TASK INSTRUCTIONS: Below are some records. Write out the lines from the one containing "the white shirt" to the last line, word for word, leaving out pictures.

DATASET RECORDS start

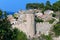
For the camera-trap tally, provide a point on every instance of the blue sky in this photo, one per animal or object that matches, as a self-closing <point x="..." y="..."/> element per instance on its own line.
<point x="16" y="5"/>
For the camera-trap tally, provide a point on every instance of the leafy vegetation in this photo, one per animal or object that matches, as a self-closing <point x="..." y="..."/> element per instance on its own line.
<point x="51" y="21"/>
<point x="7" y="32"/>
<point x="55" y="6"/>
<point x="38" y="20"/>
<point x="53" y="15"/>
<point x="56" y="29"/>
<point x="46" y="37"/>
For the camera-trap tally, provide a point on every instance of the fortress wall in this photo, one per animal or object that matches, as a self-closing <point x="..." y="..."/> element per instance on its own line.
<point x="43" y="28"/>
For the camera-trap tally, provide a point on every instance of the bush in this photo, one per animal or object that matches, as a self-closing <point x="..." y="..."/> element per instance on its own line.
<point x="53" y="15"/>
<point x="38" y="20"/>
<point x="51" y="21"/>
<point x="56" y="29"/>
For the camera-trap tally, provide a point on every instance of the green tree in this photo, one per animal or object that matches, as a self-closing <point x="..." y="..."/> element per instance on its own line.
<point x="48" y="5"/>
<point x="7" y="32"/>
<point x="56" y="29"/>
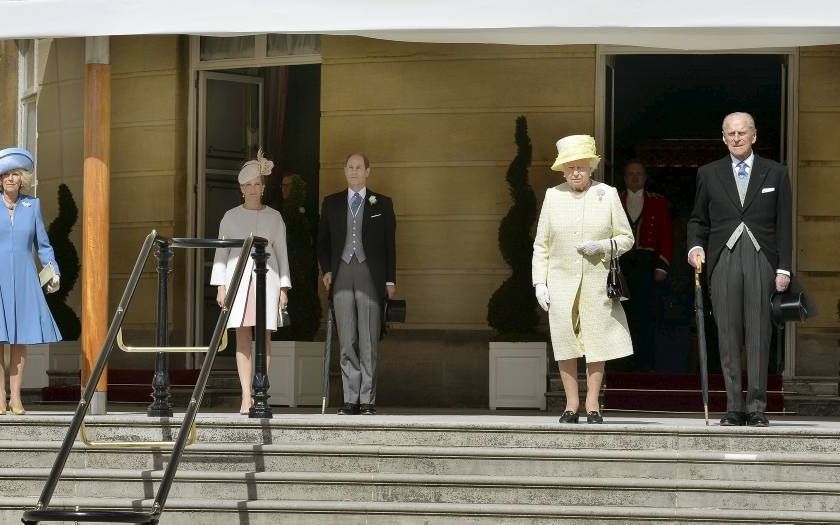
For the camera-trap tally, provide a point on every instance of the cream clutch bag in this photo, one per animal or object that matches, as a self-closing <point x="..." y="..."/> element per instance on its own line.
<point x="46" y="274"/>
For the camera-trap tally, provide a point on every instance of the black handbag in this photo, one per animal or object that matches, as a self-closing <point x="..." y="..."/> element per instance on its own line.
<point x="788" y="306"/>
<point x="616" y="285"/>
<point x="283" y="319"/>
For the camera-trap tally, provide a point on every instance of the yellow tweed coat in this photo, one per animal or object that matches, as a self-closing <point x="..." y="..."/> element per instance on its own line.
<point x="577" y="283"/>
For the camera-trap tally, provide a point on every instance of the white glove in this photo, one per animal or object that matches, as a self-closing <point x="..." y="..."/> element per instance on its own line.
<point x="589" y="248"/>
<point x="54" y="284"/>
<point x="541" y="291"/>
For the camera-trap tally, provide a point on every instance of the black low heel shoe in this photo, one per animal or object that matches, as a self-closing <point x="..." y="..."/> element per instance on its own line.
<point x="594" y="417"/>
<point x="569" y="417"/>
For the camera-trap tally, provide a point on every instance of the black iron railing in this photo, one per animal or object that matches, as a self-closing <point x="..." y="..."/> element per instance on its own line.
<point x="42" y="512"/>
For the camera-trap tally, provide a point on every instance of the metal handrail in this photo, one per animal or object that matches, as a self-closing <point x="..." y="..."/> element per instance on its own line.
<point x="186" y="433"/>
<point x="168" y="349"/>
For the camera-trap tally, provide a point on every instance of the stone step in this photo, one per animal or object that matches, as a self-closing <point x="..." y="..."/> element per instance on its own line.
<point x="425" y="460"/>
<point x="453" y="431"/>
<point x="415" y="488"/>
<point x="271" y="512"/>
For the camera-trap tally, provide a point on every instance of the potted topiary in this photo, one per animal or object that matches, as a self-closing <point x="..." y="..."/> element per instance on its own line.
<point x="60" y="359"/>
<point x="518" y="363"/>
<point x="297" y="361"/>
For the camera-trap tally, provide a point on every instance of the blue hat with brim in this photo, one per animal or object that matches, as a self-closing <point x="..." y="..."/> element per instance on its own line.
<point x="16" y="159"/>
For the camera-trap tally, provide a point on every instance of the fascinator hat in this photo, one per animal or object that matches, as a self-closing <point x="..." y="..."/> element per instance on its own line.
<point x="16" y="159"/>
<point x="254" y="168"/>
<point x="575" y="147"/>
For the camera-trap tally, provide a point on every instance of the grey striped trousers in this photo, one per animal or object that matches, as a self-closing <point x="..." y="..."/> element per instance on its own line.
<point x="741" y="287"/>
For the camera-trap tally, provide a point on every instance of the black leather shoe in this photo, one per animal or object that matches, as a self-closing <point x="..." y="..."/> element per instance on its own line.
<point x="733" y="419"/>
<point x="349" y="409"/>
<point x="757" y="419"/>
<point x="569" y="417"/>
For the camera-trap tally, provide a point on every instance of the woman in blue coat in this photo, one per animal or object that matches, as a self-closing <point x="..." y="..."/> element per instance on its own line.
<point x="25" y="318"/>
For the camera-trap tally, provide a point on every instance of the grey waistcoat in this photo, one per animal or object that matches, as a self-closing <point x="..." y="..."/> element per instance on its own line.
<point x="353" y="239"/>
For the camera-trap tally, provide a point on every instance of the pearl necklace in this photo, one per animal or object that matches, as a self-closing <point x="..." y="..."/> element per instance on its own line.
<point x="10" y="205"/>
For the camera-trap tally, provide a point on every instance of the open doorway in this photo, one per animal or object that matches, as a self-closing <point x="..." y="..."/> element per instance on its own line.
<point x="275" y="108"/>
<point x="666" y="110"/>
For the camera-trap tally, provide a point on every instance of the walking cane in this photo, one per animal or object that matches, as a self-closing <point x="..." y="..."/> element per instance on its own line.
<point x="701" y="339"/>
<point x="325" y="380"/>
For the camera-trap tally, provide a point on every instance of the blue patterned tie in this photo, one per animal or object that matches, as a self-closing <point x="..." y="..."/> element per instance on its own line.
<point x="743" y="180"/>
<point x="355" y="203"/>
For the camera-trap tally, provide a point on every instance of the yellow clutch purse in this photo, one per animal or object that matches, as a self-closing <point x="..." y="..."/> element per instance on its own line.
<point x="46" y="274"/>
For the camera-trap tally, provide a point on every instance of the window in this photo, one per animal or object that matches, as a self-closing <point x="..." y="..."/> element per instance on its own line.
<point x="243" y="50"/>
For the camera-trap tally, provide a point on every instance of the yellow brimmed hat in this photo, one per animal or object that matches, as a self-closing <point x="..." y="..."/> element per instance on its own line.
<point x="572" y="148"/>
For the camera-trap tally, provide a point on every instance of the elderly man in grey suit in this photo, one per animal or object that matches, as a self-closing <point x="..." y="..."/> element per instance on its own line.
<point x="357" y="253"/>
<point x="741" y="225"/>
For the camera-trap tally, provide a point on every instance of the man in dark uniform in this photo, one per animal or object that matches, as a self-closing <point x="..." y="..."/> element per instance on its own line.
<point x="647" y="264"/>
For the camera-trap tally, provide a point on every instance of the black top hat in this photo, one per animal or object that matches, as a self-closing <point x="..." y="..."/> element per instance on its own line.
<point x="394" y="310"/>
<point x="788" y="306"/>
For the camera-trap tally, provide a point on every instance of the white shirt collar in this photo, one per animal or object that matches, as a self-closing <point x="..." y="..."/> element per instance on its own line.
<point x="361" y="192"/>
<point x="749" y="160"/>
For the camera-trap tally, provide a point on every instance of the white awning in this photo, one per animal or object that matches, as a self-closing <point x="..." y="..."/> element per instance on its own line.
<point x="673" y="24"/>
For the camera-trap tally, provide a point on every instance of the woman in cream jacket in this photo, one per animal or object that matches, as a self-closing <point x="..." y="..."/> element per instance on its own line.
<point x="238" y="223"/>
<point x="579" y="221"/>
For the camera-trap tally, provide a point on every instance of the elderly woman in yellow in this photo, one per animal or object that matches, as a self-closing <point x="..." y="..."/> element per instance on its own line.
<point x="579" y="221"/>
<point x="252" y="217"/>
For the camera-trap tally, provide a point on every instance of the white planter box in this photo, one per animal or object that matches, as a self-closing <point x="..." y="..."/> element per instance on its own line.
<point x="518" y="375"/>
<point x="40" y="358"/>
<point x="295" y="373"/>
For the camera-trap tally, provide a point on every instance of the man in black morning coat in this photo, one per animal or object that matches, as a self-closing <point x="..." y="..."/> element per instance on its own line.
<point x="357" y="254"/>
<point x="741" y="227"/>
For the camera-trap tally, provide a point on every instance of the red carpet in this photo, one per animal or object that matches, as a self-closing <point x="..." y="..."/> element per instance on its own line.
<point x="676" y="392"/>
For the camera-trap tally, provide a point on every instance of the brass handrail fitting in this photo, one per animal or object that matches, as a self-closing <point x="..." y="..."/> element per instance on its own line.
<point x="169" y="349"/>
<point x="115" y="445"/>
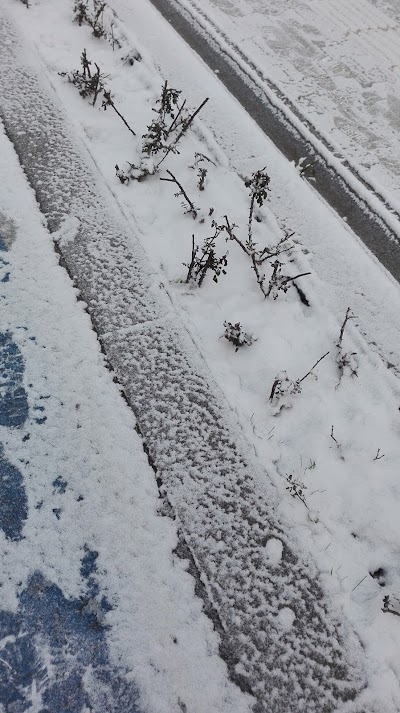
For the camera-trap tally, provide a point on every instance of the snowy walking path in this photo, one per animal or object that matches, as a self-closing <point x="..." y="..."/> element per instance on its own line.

DATASET RECORDS end

ANSWER FOR THIS EXERCISE:
For the camera-trap tally, provide a point on every instance of the white shirt collar in this photo, one per animal or object that matches, as a self-closing <point x="..." y="..."/> element per instance on its own line.
<point x="361" y="192"/>
<point x="749" y="160"/>
For the camera-trap tally, provide a point on every instance of the white awning in this photo, one per animal or object that matches, as a self-closing <point x="..." y="..."/> element per instance on its own line.
<point x="673" y="24"/>
For the camera-trap tally, provide a point on every instance of the woman in cream jacket in this photo, one per animal or object that matches, as a self-closing <point x="..." y="..."/> element per instance on its own line.
<point x="238" y="223"/>
<point x="579" y="221"/>
For the camera-trap tally, provide a point on every instance of the elderly woman in yellow in this photo, one per animal or object that matches, as a self-closing <point x="..." y="..."/> element per instance on its own line.
<point x="579" y="221"/>
<point x="252" y="217"/>
For the camera-trap tally, provide a point on every instance of the white planter box in this photo, one per animal or object that matches, as a self-closing <point x="..." y="..."/> element per instance on its own line.
<point x="518" y="375"/>
<point x="40" y="358"/>
<point x="295" y="373"/>
For the camera-trap tally, provide a point on every instance of the man in black morning coat in this photo, one per animal or object that matches, as a self-closing <point x="..." y="..."/> element per instance on its own line.
<point x="357" y="254"/>
<point x="741" y="227"/>
For the camera-trap tally, provide a point on every instance of the red carpet in this photo, one per animal or object that matches, as a self-closing <point x="..." y="..."/> element per instance on its own line.
<point x="676" y="392"/>
For the camera-trap tally, provide a point on every instance of the brass handrail fitting in this photo, one per animal or object that matches, as a self-closing <point x="..." y="..."/> element per instance on its own line.
<point x="169" y="349"/>
<point x="115" y="445"/>
For the camera-trap tally, provide a point on every instance of the snowy walking path in this photo, one per animal or object that matches, as a self-closing <point x="..." y="..."/> element per instance on its own line.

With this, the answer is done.